» **Instructions to follow**
Return each line of the material below that contains the word "pasta", copying every such line in full.

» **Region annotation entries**
▽

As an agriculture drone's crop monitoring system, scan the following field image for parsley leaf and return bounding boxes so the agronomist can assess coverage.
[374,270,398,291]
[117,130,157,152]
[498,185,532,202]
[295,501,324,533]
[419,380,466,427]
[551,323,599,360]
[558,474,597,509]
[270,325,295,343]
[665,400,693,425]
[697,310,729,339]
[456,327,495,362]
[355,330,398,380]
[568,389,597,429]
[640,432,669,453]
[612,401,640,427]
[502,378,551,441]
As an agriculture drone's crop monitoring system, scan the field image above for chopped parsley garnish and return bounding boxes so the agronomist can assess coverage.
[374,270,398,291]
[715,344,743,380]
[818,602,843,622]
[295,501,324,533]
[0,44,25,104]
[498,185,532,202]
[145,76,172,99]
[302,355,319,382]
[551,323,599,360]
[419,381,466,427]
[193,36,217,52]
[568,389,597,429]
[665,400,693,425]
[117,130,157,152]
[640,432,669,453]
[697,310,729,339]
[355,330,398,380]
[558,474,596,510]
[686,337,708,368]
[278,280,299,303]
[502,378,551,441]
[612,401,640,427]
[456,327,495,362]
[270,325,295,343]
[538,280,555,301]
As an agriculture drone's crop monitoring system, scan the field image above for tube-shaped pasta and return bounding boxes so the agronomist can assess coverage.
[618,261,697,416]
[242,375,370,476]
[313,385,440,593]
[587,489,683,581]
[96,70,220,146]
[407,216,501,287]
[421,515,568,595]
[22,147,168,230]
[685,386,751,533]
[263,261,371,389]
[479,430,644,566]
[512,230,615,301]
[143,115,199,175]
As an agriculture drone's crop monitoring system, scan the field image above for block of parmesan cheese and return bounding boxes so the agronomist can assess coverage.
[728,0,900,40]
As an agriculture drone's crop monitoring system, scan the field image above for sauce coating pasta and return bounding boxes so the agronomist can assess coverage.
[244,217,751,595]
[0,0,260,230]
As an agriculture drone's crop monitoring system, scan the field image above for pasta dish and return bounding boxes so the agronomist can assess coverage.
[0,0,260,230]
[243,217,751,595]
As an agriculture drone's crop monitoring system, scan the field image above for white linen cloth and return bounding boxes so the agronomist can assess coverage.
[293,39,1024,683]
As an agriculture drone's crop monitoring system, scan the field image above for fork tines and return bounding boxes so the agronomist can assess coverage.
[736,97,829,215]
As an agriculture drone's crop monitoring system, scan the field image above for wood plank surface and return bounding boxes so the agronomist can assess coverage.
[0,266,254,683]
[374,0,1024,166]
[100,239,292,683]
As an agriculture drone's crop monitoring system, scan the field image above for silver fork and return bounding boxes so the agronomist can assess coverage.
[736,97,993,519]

△

» **Expected output**
As an agriculture drone's crop monitoring system, scan the field image above for tube-shaped pasta and return bounding boxes so the agronomist can assess coverage.
As an agriculture drone's crop monitoring system, scan the field image above for sauce coating pasta and return bounding boxes so the agronomist can assess coverage.
As an agriculture drone's crop monitoring system, scan the field image above for pasta dish and return bounding boxes so the agronomist can assess coverage.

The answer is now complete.